Start of Record extracts
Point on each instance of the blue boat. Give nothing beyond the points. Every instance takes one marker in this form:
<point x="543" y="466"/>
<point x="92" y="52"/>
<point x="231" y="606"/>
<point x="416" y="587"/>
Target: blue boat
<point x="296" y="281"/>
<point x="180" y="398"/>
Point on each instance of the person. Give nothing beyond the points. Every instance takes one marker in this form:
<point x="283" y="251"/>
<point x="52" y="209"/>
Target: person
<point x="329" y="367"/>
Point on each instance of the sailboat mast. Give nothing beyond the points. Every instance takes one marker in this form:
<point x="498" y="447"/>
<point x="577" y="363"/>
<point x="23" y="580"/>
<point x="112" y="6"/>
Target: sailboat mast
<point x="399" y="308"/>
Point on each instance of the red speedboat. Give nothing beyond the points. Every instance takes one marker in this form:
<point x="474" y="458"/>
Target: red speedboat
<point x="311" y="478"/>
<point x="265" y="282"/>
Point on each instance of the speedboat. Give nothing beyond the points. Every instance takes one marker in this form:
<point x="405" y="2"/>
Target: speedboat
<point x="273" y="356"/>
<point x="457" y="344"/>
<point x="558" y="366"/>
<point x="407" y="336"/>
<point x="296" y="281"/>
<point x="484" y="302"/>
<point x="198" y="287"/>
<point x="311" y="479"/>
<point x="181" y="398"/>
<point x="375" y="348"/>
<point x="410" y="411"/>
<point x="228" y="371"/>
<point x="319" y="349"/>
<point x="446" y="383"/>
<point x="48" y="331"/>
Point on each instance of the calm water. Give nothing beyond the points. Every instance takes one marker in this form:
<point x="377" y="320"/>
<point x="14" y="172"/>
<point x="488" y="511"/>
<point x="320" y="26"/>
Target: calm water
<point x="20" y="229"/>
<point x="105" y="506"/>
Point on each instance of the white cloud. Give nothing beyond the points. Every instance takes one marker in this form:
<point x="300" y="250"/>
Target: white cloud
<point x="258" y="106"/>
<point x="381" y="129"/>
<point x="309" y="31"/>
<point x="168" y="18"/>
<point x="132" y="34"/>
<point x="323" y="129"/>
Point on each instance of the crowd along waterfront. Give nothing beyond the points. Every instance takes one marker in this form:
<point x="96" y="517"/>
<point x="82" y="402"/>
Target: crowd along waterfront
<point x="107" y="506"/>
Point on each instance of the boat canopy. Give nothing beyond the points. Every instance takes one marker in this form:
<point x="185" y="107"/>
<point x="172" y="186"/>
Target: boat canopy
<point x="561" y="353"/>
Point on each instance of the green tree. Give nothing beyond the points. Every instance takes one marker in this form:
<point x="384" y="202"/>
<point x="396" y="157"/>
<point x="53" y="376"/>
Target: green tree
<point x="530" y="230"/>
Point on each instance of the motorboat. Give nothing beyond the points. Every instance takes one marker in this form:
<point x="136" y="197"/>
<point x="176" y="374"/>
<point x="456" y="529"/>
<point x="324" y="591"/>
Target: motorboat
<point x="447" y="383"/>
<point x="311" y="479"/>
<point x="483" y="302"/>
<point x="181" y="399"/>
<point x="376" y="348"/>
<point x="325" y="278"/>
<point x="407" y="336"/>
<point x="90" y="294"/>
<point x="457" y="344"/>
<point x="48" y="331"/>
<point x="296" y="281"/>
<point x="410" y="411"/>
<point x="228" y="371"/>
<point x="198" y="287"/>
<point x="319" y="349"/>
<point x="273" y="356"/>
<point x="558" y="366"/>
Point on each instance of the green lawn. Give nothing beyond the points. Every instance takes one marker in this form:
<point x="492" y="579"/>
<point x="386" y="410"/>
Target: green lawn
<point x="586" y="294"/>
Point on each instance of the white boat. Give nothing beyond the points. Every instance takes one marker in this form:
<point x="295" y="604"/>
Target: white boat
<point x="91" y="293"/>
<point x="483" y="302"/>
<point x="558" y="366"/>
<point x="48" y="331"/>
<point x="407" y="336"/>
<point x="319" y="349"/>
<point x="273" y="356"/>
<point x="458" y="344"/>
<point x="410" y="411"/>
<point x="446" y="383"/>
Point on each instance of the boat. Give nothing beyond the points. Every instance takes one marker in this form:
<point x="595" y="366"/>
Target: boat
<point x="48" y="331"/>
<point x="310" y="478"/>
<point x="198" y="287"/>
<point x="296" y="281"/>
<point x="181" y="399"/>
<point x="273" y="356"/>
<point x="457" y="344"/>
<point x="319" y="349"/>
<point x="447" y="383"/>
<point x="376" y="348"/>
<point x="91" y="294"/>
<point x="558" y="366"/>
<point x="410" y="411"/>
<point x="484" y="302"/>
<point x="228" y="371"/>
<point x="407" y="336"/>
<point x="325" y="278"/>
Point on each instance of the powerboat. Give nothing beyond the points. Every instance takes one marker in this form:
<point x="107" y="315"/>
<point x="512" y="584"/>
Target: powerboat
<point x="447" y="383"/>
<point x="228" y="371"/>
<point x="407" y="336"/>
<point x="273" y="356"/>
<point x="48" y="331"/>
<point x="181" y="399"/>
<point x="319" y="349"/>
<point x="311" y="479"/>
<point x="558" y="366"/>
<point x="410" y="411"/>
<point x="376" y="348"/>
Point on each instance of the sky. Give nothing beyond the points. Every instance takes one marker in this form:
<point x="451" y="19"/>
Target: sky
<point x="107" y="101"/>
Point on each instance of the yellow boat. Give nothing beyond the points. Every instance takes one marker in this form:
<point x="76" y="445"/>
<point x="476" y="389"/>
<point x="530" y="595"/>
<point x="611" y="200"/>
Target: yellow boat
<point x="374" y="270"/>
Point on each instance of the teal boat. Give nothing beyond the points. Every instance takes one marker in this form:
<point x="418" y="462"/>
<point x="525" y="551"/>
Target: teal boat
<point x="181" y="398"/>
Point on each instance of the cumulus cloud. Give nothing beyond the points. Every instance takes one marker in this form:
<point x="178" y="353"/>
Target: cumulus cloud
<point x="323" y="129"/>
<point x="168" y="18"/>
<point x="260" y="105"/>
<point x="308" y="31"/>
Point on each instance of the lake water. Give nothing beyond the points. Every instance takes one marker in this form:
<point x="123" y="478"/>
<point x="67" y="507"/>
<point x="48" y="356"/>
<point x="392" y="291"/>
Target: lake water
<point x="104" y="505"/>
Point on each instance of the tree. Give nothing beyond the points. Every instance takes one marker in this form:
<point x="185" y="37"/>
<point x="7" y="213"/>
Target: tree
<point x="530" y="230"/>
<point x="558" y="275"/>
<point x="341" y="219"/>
End of Record extracts
__Task goal__.
Produce an exact copy of the lines from the one containing "Point on each instance of the lake" through the last line, and of nothing else.

__Task solution__.
Point on each instance of the lake water. Give nothing beyond the points. Every instance takes one marker in this form:
<point x="123" y="478"/>
<point x="67" y="507"/>
<point x="48" y="356"/>
<point x="392" y="291"/>
Target: lake water
<point x="104" y="505"/>
Point on each instance of the tree. Give nothing beyond the points. Every instance takes one marker in this form:
<point x="185" y="37"/>
<point x="7" y="213"/>
Target: tree
<point x="530" y="230"/>
<point x="558" y="275"/>
<point x="341" y="219"/>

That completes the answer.